• **Excerpted text**
· · · · ·
# What does the power draw number mean?



## Stigma (Nov 16, 2006)

So, someone tell me:

What does the power draw number mean?

Running at stock 100% load it reports abut 24A (amperes?). At full overclock with the stock fan, I get about 30A.

From what I know I believe that its mainly 12volt input the card uses for the majority of its power needs, but surely this reading can not mean that my card is drawing 12v x 30amps = 360watts! Thats just so far off that I know it must be wrong.

So whats the deal? Is the readout just plain old wrong? I wouldn't assume so because it seemed to scale as I expected going from stock to overclock. Then, if its not wrong, what kind of current are those numbers for?

And of course, the most important bottom-line question: How Do I translate this number into an aproximate of what the card is actually drawing in Watts?

Thats was a lot of questions hehe, I hope someone has some answers for me, and that I didn't miss the answer while I was searching through the older posts.

-Stigma


----------



## ARTOSOFT (Nov 16, 2006)

It is only ~1.7v to drive your GPU, not 12v.

Regards,
Arto.


----------



## Athlon2K15 (Nov 16, 2006)

but you must remember there is more to a graphics card than a GPU


----------



## Namslas90 (Nov 16, 2006)

@ Stigma, it's easy to confuse Amps(the current) with Watts (the ability to do work).  12V X 30A is 360 WATTS.  Why is that so far off.


----------



## ARTOSOFT (Nov 16, 2006)

AthlonX2 said:


> but you must remember there is more to a graphics card than a GPU


What is that?  Graphic card is GPU.

Regards,
Arto.


----------



## ARTOSOFT (Nov 16, 2006)

Namslas90 said:


> @ Stigma, it's easy to confuse Amps(the current) with Watts (the ability to do work).  12V X 30A is 360 WATTS.  Why is that so far off.


If ATITool say draw 30A, it is mean:
~1.7v x 30A = ~51W.

Regards,
Arto.


----------



## Stigma (Nov 16, 2006)

So the amp draw only refers to the actual GPU core then? That would make more sense, except I had expected the GPU to draw more then ~50watts at full load.
Is this confirmed, or are you guys just assuming this is the case now?

Oh, and Artsoft, why do you say 1.7volt for the GPUcore? I'm pretty sure stock Vcore for a x1900XT was 1.425volt (in 3dmodus).

-Stigma


----------



## Namslas90 (Nov 17, 2006)
· · · · ·
• **Set of tasks**
[1] In the power draw thread, what stock Vcore does Stigma believe an X1900XT has in 3D mode?
[2] Please translate this sentence from the power draw thread into Spanish: "It is only ~1.7v to drive your GPU, not 12v."
[3] List every username that appears in a post heading of the power draw thread.
The data that comes after this thread isn't needed for anything here.

• **Data section**
· · · · ·
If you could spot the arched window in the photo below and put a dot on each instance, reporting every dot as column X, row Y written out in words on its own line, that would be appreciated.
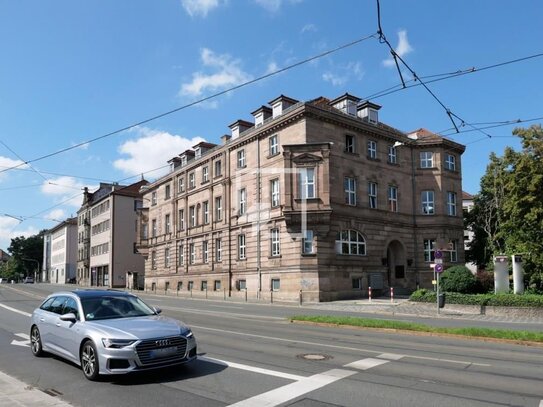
column 350, row 242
· · · · ·
• **Replies**
[1] 1.425 volts.

[2] Solo se necesitan ~1,7 V para alimentar tu GPU, no 12 V.

[3] Stigma, ARTOSOFT, Athlon2K15, Namslas90